**Direction**
Rewrite all of the entries below as a Markdown table with the columns No. and Text. Give each line its own numbered row, in order, and leave out blank lines.

◇ ◇ ◇ ◇ ◇ ◇ ◇

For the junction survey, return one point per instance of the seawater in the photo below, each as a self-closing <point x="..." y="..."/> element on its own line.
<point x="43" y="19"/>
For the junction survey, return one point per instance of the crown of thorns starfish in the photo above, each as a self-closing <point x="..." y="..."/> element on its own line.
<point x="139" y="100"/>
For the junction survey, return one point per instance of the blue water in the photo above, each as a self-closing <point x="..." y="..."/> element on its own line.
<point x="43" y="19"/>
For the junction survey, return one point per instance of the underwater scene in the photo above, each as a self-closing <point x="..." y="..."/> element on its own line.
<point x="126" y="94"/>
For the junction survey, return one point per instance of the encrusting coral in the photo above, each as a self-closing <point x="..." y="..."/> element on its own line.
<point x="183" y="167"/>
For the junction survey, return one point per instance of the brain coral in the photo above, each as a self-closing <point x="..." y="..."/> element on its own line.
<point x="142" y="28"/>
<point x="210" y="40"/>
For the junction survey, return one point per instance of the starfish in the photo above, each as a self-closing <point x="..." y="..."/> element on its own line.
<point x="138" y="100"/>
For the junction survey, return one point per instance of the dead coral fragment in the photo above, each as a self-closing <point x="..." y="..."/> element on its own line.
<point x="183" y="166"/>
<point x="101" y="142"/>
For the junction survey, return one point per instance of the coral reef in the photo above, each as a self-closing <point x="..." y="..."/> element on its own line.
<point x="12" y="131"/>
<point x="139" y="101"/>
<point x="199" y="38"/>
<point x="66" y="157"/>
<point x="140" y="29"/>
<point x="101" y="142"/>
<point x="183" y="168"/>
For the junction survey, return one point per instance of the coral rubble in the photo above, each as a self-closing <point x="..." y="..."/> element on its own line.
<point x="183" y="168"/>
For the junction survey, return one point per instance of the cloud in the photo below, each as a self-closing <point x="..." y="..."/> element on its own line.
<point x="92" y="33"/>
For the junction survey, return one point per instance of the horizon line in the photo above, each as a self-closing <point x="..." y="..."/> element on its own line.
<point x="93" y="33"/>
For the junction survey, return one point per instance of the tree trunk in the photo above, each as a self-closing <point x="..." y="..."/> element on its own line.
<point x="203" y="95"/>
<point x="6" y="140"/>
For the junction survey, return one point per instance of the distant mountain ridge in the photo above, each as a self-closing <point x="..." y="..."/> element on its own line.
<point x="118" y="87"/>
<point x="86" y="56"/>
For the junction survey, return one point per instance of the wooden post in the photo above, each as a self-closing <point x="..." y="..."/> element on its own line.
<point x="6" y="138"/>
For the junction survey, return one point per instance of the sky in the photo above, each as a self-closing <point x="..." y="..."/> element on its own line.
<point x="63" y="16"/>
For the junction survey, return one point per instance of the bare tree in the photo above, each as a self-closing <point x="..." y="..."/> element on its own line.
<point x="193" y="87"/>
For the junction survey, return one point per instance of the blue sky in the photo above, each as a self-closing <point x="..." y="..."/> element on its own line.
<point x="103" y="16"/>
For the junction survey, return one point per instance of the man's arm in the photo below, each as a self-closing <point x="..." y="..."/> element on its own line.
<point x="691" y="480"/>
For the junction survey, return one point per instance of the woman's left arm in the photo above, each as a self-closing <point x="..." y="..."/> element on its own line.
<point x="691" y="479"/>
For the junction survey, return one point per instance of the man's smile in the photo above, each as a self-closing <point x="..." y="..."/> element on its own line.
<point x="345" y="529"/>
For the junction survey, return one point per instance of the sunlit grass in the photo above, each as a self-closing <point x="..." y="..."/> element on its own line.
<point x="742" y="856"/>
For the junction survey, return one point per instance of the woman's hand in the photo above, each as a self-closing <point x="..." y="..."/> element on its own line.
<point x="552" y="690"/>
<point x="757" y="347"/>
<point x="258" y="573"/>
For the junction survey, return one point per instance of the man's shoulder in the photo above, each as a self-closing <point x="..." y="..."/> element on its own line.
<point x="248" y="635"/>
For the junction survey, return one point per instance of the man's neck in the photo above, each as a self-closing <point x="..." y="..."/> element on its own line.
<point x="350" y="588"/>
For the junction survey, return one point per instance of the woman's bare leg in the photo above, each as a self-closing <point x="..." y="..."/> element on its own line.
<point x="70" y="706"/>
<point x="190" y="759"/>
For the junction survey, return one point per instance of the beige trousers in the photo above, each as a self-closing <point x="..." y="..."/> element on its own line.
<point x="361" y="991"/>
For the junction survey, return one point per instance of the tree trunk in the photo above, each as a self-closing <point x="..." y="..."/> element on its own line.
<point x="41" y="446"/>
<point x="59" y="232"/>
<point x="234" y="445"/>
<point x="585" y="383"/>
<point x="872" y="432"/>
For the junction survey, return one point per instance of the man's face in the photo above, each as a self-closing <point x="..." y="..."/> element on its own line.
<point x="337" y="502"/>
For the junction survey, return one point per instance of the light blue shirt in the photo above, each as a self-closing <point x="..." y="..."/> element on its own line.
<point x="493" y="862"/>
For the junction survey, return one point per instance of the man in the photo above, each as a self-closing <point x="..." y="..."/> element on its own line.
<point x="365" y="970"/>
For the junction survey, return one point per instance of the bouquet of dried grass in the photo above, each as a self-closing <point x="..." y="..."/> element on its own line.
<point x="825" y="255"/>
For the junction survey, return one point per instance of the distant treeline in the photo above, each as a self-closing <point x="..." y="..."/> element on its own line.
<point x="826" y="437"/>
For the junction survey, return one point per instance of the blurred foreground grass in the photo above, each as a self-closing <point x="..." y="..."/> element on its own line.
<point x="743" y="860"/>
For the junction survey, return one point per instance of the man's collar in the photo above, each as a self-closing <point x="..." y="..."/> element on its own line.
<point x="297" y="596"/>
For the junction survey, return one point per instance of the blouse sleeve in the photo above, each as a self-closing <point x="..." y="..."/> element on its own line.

◇ ◇ ◇ ◇ ◇ ◇ ◇

**Final answer**
| No. | Text |
|---|---|
| 1 | For the junction survey, return one point per instance of the seawater in the photo below, each as a self-closing <point x="..." y="..."/> element on its own line. |
| 2 | <point x="43" y="19"/> |
| 3 | For the junction survey, return one point per instance of the crown of thorns starfish in the photo above, each as a self-closing <point x="..." y="..."/> element on its own line. |
| 4 | <point x="139" y="100"/> |
| 5 | For the junction survey, return one point per instance of the blue water in the photo above, each as a self-closing <point x="..." y="..."/> element on its own line. |
| 6 | <point x="43" y="19"/> |
| 7 | For the junction survey, return one point per instance of the underwater scene in the photo above, each as a self-closing <point x="..." y="..."/> element on its own line. |
| 8 | <point x="126" y="94"/> |
| 9 | For the junction survey, return one point per instance of the encrusting coral in the photo above, each as a self-closing <point x="..." y="..."/> element on its own line. |
| 10 | <point x="183" y="167"/> |
| 11 | For the junction survey, return one point per instance of the brain coral in the photo above, each as a self-closing <point x="..." y="..."/> element on its own line. |
| 12 | <point x="142" y="28"/> |
| 13 | <point x="210" y="40"/> |
| 14 | For the junction survey, return one point per instance of the starfish in the photo above, each as a self-closing <point x="..." y="..."/> element on its own line. |
| 15 | <point x="138" y="100"/> |
| 16 | For the junction survey, return one point per instance of the dead coral fragment in the photo above, each as a self-closing <point x="..." y="..."/> element on its own line. |
| 17 | <point x="183" y="166"/> |
| 18 | <point x="101" y="142"/> |
| 19 | For the junction survey, return one point per instance of the coral reef in the photo above, each as a self-closing <point x="..." y="..."/> element on its own line. |
| 20 | <point x="12" y="131"/> |
| 21 | <point x="139" y="101"/> |
| 22 | <point x="199" y="38"/> |
| 23 | <point x="66" y="157"/> |
| 24 | <point x="140" y="29"/> |
| 25 | <point x="101" y="142"/> |
| 26 | <point x="183" y="168"/> |
| 27 | For the junction survey, return one point per instance of the coral rubble in the photo above, each as a self-closing <point x="..." y="..."/> element on its own line. |
| 28 | <point x="183" y="168"/> |
| 29 | For the junction survey, return one point per instance of the cloud in the photo below, each as a self-closing <point x="..." y="..."/> element on its own line. |
| 30 | <point x="92" y="33"/> |
| 31 | For the junction survey, return one point per instance of the horizon line in the photo above, each as a self-closing <point x="..." y="..."/> element on its own line. |
| 32 | <point x="93" y="33"/> |
| 33 | For the junction survey, return one point per instance of the tree trunk in the photo above, each as a self-closing <point x="..." y="..."/> element on its own line. |
| 34 | <point x="203" y="95"/> |
| 35 | <point x="6" y="140"/> |
| 36 | For the junction survey, return one point per instance of the distant mountain ridge in the photo above, each as a self-closing <point x="..." y="..."/> element on its own line. |
| 37 | <point x="118" y="87"/> |
| 38 | <point x="86" y="56"/> |
| 39 | For the junction survey, return one point per instance of the wooden post in the photo above, each as a self-closing <point x="..." y="..."/> element on its own line. |
| 40 | <point x="6" y="138"/> |
| 41 | For the junction survey, return one point per instance of the sky in the photo above, each as a self-closing <point x="..." y="..."/> element on its own line. |
| 42 | <point x="63" y="16"/> |
| 43 | For the junction survey, return one point per instance of the bare tree in the photo above, each as a self-closing <point x="..." y="..."/> element on its own line. |
| 44 | <point x="193" y="87"/> |
| 45 | For the junction survey, return one point per instance of the blue sky in the photo above, each as a self-closing <point x="..." y="..."/> element on its own line. |
| 46 | <point x="103" y="16"/> |
| 47 | For the junction survey, return one point per instance of the man's arm in the photo below, each as a self-closing <point x="..." y="..."/> element on its own line. |
| 48 | <point x="691" y="480"/> |
| 49 | For the junction survey, return one point per instance of the woman's left arm in the photo above, each as a self-closing <point x="..." y="..."/> element on its own line. |
| 50 | <point x="691" y="479"/> |
| 51 | For the junction survey, return one point per instance of the man's smile in the photo above, each as a self-closing <point x="..." y="..."/> element on its own line. |
| 52 | <point x="345" y="529"/> |
| 53 | For the junction survey, return one point per instance of the sunlit grass in the photo above, each as a self-closing <point x="..." y="..."/> element on its own line. |
| 54 | <point x="742" y="856"/> |
| 55 | For the junction survey, return one point per instance of the woman's hand in the photo above, each as a self-closing <point x="..." y="..."/> element on its own line. |
| 56 | <point x="552" y="690"/> |
| 57 | <point x="757" y="347"/> |
| 58 | <point x="258" y="573"/> |
| 59 | For the junction survey, return one point per instance of the man's shoulder in the photo above, each as a self-closing <point x="..." y="..."/> element on its own line. |
| 60 | <point x="248" y="635"/> |
| 61 | For the junction survey, return one point per instance of the man's neck in the photo above, each as a self-closing <point x="..." y="..."/> element on its own line. |
| 62 | <point x="350" y="588"/> |
| 63 | For the junction survey, return one point per instance of the woman's bare leg in the photo above, each as a self-closing <point x="..." y="..."/> element on its own line. |
| 64 | <point x="70" y="706"/> |
| 65 | <point x="190" y="759"/> |
| 66 | For the junction survey, return one point per instance of the beige trousers in the photo above, each as a self-closing <point x="..." y="..."/> element on its own line. |
| 67 | <point x="361" y="991"/> |
| 68 | For the junction survey, return one point per instance of the tree trunk in the photo above, each as a self-closing <point x="..." y="..."/> element on its own line. |
| 69 | <point x="41" y="446"/> |
| 70 | <point x="59" y="232"/> |
| 71 | <point x="234" y="445"/> |
| 72 | <point x="585" y="383"/> |
| 73 | <point x="872" y="432"/> |
| 74 | For the junction survey, return one point per instance of the man's face in the photo above, each as a self-closing <point x="..." y="..."/> element on its own line. |
| 75 | <point x="337" y="502"/> |
| 76 | For the junction survey, return one point per instance of the light blue shirt in the photo above, each as a self-closing <point x="..." y="..."/> element on its own line. |
| 77 | <point x="493" y="862"/> |
| 78 | For the junction survey, return one point per instance of the man in the photo above, each as a self-closing <point x="..." y="..."/> element on its own line. |
| 79 | <point x="365" y="970"/> |
| 80 | For the junction survey, return one point per instance of the bouquet of dried grass in the photo above, each as a self-closing <point x="..." y="..."/> element on its own line. |
| 81 | <point x="825" y="255"/> |
| 82 | For the junction survey, return one point per instance of the distant treeline in the photo above, each as a self-closing <point x="..." y="..."/> element on its own line. |
| 83 | <point x="826" y="437"/> |
| 84 | For the junction survey, return one point per instance of the blurred foreground grass in the photo above, each as a self-closing <point x="..." y="..."/> element on its own line. |
| 85 | <point x="743" y="860"/> |
| 86 | For the junction survey, return one point per instance of the man's collar in the photo above, each as a self-closing <point x="..." y="..."/> element on its own line. |
| 87 | <point x="297" y="596"/> |
| 88 | For the junction survey, return one point per instance of the blouse sleeve in the photo above, each as a self-closing <point x="..." y="..."/> element on its own line. |